>> Begin Excerpted records
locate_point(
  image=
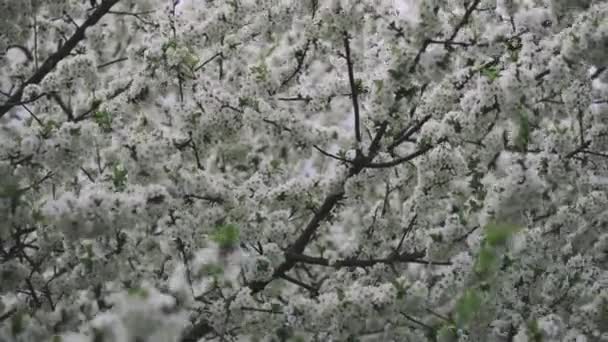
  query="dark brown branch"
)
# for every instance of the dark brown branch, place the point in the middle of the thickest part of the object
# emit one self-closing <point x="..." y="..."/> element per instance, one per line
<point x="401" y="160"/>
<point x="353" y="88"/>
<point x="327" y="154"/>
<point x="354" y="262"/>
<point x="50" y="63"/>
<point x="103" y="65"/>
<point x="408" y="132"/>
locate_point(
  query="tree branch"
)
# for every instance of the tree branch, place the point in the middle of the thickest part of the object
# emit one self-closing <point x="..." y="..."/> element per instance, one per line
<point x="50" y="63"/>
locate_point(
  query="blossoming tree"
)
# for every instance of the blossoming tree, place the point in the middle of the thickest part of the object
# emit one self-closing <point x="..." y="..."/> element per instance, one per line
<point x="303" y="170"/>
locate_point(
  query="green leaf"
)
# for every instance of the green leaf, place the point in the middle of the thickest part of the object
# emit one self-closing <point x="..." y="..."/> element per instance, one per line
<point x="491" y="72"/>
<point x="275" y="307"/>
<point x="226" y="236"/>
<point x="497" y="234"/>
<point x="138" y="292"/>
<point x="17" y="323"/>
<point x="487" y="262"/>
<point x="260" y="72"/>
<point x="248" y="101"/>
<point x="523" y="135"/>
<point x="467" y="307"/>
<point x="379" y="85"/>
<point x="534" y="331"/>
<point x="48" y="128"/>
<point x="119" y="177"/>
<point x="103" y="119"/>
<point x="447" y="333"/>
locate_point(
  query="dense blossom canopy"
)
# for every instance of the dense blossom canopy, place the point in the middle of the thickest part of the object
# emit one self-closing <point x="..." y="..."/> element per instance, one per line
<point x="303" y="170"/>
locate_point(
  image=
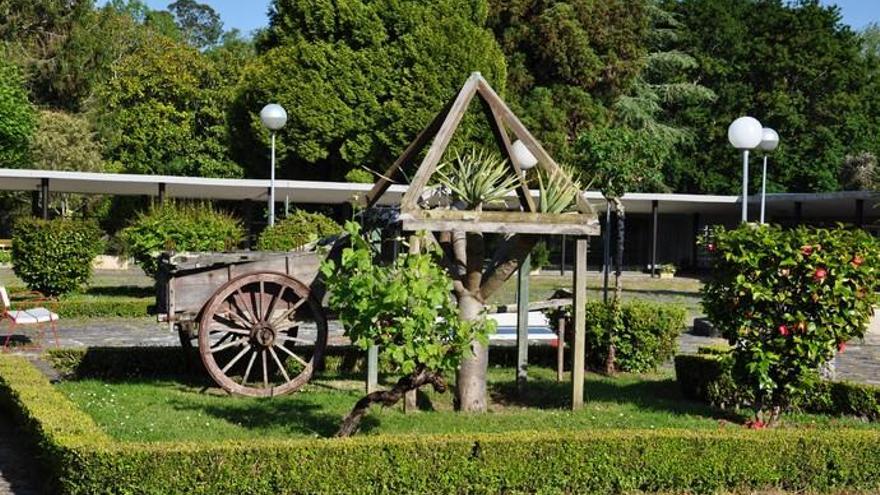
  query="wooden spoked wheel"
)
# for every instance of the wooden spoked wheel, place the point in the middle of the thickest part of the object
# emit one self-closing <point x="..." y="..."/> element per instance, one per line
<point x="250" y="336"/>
>> End Excerpted records
>> Begin Excerpted records
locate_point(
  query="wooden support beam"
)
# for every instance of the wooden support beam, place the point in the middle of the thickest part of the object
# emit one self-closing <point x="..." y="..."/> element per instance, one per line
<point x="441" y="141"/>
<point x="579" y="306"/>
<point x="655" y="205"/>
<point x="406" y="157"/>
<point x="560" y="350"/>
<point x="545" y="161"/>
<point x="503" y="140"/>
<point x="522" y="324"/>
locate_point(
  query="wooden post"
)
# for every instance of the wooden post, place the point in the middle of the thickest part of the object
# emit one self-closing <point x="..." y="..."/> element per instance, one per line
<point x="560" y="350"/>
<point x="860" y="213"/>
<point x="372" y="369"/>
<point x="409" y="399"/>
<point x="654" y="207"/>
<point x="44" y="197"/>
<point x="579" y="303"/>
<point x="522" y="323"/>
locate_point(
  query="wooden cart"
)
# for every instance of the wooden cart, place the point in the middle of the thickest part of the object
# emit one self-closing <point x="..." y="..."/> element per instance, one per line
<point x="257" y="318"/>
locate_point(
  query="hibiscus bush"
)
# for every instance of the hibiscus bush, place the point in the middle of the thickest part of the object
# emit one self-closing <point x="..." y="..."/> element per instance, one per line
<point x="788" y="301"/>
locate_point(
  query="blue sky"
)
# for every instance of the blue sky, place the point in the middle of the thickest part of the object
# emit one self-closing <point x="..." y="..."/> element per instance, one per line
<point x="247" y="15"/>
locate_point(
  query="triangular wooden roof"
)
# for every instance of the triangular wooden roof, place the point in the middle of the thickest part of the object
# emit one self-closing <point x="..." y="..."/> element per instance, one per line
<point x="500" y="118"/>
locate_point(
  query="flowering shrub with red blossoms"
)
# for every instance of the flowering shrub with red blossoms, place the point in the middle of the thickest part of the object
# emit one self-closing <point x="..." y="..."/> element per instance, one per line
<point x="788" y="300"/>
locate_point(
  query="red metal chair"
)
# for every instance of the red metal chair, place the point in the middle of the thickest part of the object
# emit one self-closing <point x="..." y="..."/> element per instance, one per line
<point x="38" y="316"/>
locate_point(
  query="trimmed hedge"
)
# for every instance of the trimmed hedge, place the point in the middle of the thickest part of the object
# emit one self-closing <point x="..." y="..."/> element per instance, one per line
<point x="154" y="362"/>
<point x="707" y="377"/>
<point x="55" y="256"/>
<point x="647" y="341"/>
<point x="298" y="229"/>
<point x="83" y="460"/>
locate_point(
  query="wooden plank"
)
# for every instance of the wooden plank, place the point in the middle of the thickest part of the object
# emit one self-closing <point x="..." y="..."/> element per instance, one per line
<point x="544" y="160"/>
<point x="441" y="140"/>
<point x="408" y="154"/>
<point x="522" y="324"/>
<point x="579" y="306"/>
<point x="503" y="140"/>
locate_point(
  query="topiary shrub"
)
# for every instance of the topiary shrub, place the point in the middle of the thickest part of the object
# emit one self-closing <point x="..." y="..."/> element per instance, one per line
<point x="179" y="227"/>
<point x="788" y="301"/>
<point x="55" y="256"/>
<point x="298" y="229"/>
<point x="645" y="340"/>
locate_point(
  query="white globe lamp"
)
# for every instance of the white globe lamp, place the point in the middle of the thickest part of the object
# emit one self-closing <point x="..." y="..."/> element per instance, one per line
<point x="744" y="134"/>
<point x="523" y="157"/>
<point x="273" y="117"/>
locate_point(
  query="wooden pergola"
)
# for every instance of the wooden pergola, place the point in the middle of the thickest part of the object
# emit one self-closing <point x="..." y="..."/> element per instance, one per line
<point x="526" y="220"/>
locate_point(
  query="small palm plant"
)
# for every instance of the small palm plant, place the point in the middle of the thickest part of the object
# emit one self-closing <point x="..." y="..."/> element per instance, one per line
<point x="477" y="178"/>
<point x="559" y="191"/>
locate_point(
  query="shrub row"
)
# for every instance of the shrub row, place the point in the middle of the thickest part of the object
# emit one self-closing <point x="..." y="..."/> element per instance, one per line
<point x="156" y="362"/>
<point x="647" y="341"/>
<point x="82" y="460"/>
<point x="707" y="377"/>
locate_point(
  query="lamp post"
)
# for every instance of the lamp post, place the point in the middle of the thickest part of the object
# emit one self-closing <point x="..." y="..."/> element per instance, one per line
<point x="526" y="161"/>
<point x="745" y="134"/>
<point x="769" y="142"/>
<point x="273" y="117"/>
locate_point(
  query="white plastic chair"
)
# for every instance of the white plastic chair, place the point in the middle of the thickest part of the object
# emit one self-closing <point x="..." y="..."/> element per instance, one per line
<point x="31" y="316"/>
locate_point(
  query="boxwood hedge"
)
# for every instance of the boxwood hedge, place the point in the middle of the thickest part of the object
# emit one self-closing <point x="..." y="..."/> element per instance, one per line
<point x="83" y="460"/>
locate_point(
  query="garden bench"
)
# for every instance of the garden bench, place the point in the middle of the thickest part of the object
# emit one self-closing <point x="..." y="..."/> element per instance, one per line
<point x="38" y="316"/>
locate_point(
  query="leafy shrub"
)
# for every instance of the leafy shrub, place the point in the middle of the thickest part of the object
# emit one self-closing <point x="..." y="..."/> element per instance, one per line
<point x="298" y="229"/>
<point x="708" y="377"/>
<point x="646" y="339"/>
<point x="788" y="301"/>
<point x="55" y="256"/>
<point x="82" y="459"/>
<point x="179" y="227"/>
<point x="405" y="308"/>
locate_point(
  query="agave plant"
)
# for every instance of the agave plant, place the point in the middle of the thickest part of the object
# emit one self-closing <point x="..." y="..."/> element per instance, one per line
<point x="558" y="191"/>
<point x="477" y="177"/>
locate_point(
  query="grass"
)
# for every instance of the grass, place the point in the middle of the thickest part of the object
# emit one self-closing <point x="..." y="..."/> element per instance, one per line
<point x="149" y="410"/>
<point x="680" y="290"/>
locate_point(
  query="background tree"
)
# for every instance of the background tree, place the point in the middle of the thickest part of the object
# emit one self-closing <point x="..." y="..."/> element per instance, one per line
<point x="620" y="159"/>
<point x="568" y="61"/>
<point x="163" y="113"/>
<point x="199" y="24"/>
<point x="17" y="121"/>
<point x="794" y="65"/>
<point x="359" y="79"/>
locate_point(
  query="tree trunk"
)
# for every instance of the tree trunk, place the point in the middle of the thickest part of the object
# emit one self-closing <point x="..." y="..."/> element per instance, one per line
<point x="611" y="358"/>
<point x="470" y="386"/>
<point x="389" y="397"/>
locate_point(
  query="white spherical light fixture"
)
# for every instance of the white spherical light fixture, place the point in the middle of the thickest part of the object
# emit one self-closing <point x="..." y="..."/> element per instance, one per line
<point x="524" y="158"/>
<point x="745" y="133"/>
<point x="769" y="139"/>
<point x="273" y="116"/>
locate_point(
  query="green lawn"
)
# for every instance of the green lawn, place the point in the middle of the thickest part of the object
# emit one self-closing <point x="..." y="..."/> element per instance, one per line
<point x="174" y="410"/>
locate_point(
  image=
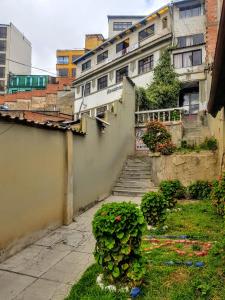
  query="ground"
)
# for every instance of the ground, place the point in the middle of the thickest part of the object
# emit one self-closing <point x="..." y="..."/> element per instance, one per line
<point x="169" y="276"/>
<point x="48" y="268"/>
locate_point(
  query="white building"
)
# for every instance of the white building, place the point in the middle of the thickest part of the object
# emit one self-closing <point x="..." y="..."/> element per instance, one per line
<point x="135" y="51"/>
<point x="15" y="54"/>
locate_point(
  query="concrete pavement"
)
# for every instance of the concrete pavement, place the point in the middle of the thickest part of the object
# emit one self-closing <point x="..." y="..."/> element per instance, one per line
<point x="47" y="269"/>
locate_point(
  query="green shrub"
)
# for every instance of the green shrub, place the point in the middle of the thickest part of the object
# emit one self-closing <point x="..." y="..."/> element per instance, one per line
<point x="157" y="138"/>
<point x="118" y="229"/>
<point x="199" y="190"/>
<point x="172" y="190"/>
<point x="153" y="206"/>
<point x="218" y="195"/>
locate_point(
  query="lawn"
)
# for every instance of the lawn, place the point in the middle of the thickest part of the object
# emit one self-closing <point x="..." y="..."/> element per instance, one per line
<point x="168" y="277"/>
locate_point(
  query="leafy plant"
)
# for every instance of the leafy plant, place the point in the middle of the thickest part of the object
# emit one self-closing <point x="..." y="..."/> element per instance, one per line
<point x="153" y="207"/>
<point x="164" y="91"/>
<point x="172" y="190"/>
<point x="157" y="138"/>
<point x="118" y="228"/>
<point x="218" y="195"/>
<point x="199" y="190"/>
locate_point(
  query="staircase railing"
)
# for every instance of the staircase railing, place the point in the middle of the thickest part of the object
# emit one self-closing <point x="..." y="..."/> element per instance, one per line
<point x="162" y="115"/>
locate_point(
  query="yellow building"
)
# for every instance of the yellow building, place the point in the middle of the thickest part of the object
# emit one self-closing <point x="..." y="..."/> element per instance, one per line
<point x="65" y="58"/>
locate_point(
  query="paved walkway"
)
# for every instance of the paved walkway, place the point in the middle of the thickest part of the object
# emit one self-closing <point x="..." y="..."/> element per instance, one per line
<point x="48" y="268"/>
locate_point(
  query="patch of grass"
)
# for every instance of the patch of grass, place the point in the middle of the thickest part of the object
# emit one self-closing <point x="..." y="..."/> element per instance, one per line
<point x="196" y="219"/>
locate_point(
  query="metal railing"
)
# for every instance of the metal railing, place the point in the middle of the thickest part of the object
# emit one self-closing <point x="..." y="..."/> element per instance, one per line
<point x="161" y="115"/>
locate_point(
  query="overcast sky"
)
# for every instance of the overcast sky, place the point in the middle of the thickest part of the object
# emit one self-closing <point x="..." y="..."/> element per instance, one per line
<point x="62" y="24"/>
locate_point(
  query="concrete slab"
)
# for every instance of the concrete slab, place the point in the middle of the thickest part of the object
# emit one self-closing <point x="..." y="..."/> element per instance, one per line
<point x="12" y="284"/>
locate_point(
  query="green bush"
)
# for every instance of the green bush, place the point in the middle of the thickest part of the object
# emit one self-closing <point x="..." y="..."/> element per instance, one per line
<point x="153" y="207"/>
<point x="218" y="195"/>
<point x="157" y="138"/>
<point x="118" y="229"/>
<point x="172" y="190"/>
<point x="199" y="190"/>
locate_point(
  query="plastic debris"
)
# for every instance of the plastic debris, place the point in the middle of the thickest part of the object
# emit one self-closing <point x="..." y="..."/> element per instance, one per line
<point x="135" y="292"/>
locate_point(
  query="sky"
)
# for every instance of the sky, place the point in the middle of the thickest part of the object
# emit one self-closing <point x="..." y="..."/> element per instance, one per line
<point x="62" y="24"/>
>> End Excerpted records
> **Requirement**:
Please report every line of the items above that contains the word "fixture", copying each line in full.

> **Solution**:
  query="white spherical light fixture"
# for every instance of the white spherical light fixture, place the point in the middle of the thickest part of the object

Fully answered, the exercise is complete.